### GIVEN INSTRUCTION 1
In the listing, copy out the lines word for word, beginning at the line that contains "Please spot the lotus flower" and stopping after the line that contains "point(202, 42)".

### PASSAGE TO READ
● ● ● ● ● ● ●
Home foreclosures are likely to keep climbing through all of next year despite stabilizing housing prices in some areas, a major lender group said Thursday as it reported that the level of delinquencies and repossessed homes had jumped to a new record.

One in seven U.S. home loans was past due or in foreclosure as of Sept. 30, putting that quarterly delinquency measure at its highest level since 1972, when the Mortgage Bankers Association began reporting it. At the beginning of this year, one in 10 loans was past due or in foreclosure.

The continued surge in delinquencies suggests a recovery in the housing market could be stalled by the worsening job picture as well as by further fallout from the easy-money lending that prevailed during the boom years.

Signals about housing have been decidedly mixed. On the bright side, median home prices appear to have stabilized — for the time being, anyway — in hard hit areas of California such as the Inland Empire, and have begun to inch up again in San Diego and Orange counties and in San Francisco.

But recent negative indicators, in addition to rising foreclosures, include the home lender group's report Wednesday that applications for mortgages to buy homes have declined for six straight weeks despite interest rates below 5 percent on 30-year fixed-rate loans. Also Wednesday, the Commerce Department said the seasonally adjusted rate of housing starts fell more than 10 percent in October from the previous month.

Overall, 14.41 percent of all U.S. home loans were in foreclosure or at least 30 days past due at the end of the third quarter — one in seven, and up from 13.16 percent in the second quarter.
● ● ● ● ● ● ●
### INPUT MATERIAL
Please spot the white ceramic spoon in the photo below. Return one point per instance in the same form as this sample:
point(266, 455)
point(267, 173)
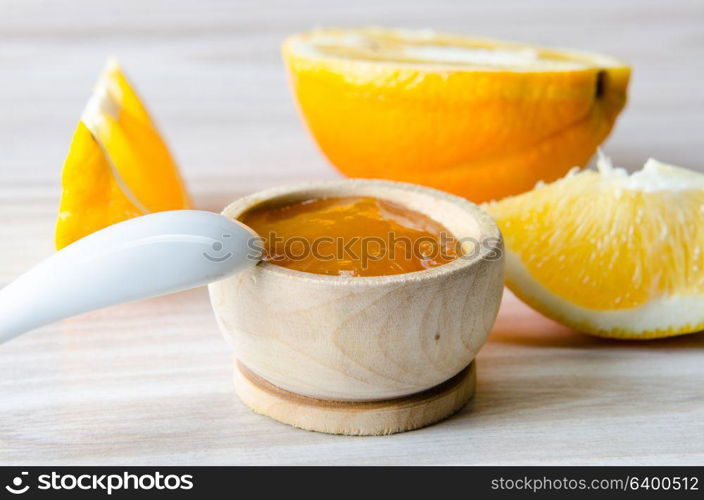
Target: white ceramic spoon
point(144, 257)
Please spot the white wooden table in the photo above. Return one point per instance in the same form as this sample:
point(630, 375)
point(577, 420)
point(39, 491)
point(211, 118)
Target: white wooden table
point(150, 382)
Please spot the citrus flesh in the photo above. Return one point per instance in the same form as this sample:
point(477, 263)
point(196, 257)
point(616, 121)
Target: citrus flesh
point(480, 118)
point(609, 253)
point(118, 166)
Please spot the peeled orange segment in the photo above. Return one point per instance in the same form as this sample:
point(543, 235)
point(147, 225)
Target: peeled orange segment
point(118, 166)
point(480, 118)
point(609, 253)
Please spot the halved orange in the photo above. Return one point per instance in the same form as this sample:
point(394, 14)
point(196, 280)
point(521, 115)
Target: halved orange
point(118, 166)
point(479, 118)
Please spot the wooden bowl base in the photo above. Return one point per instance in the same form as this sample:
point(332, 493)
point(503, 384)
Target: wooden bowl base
point(365, 418)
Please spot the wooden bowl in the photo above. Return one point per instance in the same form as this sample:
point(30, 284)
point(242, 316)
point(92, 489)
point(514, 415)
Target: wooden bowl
point(362, 339)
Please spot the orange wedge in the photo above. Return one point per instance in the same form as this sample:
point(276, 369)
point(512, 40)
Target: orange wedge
point(118, 166)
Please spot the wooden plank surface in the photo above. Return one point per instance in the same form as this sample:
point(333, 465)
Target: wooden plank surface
point(150, 382)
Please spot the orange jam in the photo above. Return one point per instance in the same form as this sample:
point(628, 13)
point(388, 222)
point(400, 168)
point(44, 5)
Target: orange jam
point(351, 236)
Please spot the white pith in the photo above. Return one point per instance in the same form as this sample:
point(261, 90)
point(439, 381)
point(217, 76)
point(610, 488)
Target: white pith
point(654, 176)
point(669, 314)
point(420, 48)
point(660, 314)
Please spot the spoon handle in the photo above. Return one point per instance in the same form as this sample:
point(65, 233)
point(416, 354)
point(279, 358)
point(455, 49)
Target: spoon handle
point(143, 257)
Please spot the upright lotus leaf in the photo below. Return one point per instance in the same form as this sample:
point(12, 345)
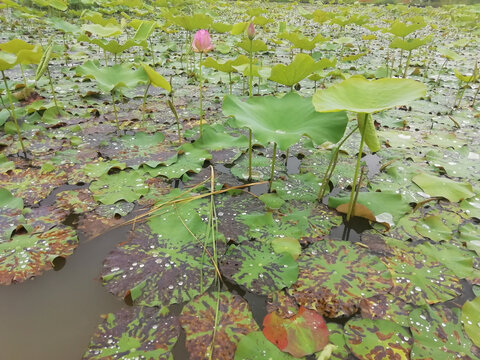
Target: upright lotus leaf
point(164, 262)
point(253, 265)
point(215, 323)
point(409, 44)
point(440, 186)
point(255, 346)
point(420, 279)
point(112, 77)
point(471, 319)
point(28, 255)
point(336, 275)
point(156, 79)
point(103, 31)
point(125, 185)
point(270, 119)
point(301, 334)
point(367, 96)
point(225, 66)
point(302, 66)
point(378, 339)
point(385, 207)
point(134, 332)
point(438, 334)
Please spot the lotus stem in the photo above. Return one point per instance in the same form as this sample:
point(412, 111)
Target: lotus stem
point(201, 94)
point(332, 165)
point(52, 88)
point(274, 156)
point(115, 109)
point(351, 204)
point(145, 103)
point(12, 111)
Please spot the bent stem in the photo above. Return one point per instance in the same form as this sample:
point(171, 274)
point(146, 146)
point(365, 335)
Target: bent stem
point(351, 203)
point(12, 111)
point(273, 166)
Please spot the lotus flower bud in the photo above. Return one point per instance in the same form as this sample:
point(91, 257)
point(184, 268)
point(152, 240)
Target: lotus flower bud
point(251, 31)
point(202, 42)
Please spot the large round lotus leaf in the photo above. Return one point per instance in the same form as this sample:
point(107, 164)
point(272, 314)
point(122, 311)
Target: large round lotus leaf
point(378, 339)
point(164, 261)
point(364, 96)
point(438, 334)
point(471, 319)
point(419, 279)
point(387, 307)
point(258, 268)
point(255, 346)
point(228, 313)
point(112, 77)
point(25, 256)
point(336, 275)
point(285, 120)
point(134, 333)
point(128, 186)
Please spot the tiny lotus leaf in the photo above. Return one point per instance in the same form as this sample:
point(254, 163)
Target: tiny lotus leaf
point(367, 96)
point(271, 119)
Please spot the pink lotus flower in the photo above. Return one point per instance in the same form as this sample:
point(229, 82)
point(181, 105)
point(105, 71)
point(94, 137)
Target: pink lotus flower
point(201, 42)
point(251, 31)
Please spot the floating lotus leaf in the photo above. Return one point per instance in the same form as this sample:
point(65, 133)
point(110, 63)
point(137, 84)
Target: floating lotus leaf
point(377, 339)
point(419, 279)
point(439, 186)
point(253, 265)
point(103, 31)
point(227, 313)
point(387, 307)
point(410, 44)
point(363, 96)
point(301, 334)
point(28, 255)
point(336, 275)
point(125, 185)
point(438, 334)
point(254, 346)
point(113, 77)
point(225, 66)
point(135, 332)
point(471, 319)
point(302, 66)
point(270, 119)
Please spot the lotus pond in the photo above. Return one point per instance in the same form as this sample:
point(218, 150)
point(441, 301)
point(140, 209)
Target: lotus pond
point(239, 180)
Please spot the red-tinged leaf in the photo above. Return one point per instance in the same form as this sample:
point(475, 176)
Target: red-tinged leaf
point(299, 335)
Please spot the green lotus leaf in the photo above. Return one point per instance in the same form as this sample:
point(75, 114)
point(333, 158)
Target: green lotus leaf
point(382, 339)
point(128, 186)
point(255, 346)
point(363, 96)
point(401, 29)
point(471, 319)
point(113, 77)
point(134, 332)
point(336, 275)
point(103, 31)
point(225, 66)
point(439, 186)
point(253, 265)
point(7, 60)
point(257, 45)
point(270, 119)
point(28, 255)
point(438, 334)
point(228, 314)
point(193, 22)
point(302, 66)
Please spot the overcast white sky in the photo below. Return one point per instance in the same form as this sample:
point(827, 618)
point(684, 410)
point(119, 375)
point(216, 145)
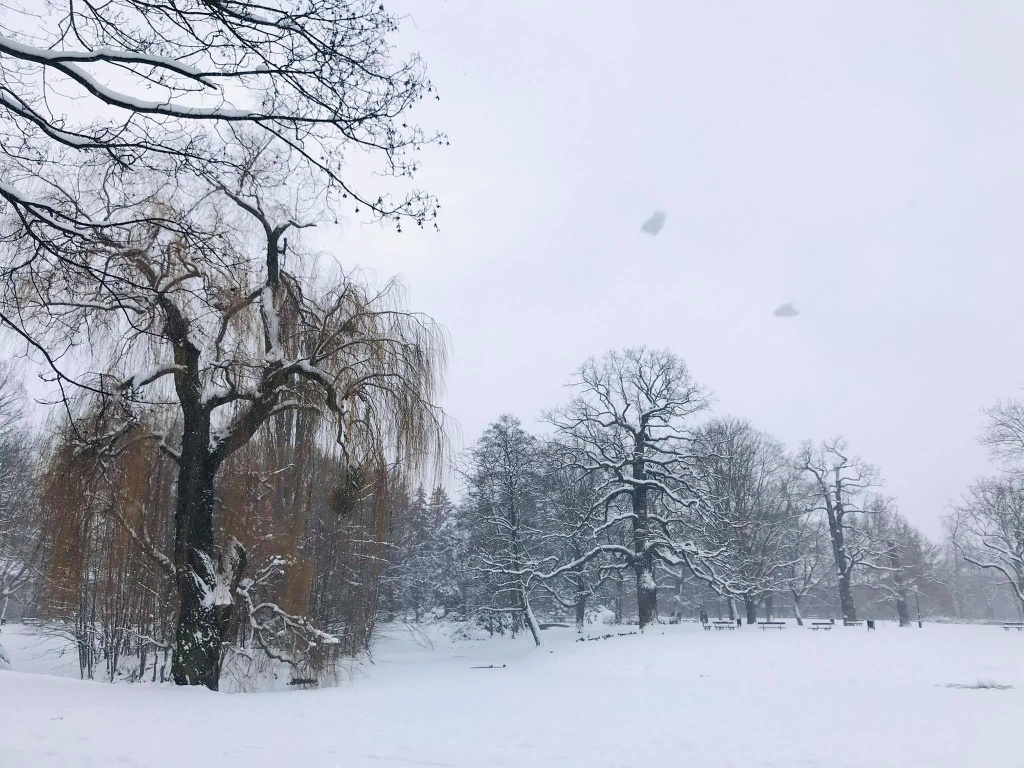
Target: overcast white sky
point(863, 161)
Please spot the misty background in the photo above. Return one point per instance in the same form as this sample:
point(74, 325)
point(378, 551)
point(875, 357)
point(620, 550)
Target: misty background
point(864, 164)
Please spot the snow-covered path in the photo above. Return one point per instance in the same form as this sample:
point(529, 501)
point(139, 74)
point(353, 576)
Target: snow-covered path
point(676, 696)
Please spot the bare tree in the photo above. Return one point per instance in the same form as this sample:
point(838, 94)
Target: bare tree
point(126, 87)
point(1004, 435)
point(18, 537)
point(503, 483)
point(843, 488)
point(630, 419)
point(987, 529)
point(749, 478)
point(207, 320)
point(109, 112)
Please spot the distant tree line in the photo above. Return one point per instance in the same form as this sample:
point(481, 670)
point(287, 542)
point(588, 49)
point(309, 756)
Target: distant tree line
point(637, 505)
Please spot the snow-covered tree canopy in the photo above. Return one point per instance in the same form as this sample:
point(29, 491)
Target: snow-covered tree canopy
point(129, 85)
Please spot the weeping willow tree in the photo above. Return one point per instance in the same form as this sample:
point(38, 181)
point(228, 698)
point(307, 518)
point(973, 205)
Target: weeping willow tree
point(201, 336)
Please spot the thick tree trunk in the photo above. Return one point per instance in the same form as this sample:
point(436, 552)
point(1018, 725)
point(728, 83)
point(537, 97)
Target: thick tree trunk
point(620, 598)
point(204, 589)
point(902, 610)
point(530, 620)
point(796, 610)
point(643, 558)
point(846, 598)
point(752, 609)
point(842, 564)
point(581, 602)
point(646, 592)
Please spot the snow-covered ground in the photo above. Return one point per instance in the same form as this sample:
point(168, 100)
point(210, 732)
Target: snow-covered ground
point(675, 696)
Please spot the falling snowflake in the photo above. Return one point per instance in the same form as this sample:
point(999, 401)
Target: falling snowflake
point(654, 223)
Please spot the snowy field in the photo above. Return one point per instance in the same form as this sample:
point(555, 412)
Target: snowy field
point(675, 696)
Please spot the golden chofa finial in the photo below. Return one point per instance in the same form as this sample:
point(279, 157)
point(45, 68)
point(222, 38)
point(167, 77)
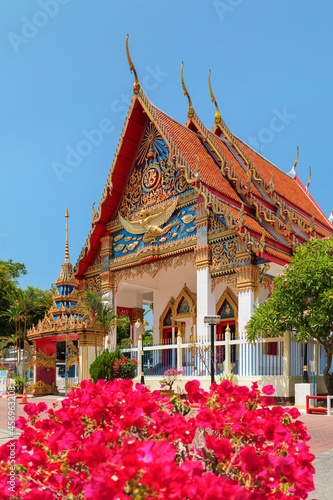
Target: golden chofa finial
point(136, 86)
point(66, 248)
point(292, 172)
point(308, 183)
point(217, 113)
point(190, 111)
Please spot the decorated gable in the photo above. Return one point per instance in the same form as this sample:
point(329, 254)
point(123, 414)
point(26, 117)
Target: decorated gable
point(158, 205)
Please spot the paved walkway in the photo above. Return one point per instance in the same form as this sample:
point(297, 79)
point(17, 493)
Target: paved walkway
point(320, 428)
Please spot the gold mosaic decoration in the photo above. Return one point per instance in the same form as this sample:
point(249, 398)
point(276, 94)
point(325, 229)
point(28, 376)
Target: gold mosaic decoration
point(151, 143)
point(38, 358)
point(156, 182)
point(147, 222)
point(41, 387)
point(152, 268)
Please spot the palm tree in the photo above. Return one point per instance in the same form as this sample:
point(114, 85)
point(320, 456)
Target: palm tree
point(106, 317)
point(91, 305)
point(14, 315)
point(28, 301)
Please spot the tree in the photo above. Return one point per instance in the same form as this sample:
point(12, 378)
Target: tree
point(100, 313)
point(105, 317)
point(123, 331)
point(302, 301)
point(9, 273)
point(91, 303)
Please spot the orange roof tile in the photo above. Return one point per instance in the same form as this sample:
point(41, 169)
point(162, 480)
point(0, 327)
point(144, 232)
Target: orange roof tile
point(191, 147)
point(286, 187)
point(232, 160)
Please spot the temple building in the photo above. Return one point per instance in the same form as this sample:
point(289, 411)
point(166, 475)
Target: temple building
point(192, 222)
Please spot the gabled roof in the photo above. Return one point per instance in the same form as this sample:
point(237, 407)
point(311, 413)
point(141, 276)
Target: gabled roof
point(271, 211)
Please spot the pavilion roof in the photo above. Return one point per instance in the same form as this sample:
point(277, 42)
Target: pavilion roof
point(277, 212)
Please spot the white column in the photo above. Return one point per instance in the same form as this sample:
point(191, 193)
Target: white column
point(140, 355)
point(179, 352)
point(227, 366)
point(205, 301)
point(247, 280)
point(245, 311)
point(286, 354)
● ● ● ● ● ● ●
### GIVEN INSTRUCTION 2
Decide whether each statement agrees with the passage on home foreclosures. Answer yes or no and quote the words of the passage that settle it. (a) At the beginning of the year, one in 10 loans was past due or in foreclosure. (b) Applications for mortgages to buy homes rose for six straight weeks. (c) The Mortgage Bankers Association began reporting the quarterly delinquency measure in 1972.

### RESPONSE 1
Please spot the lotus flower bud in the photo above. Return one point per instance in the same form as this sample:
point(91, 257)
point(184, 268)
point(152, 240)
Target: lotus flower bud
point(251, 31)
point(202, 42)

### RESPONSE 2
(a) Yes: "At the beginning of this year, one in 10 loans was past due or in foreclosure."
(b) No: "applications for mortgages to buy homes have declined for six straight weeks"
(c) Yes: "since 1972, when the Mortgage Bankers Association began reporting it"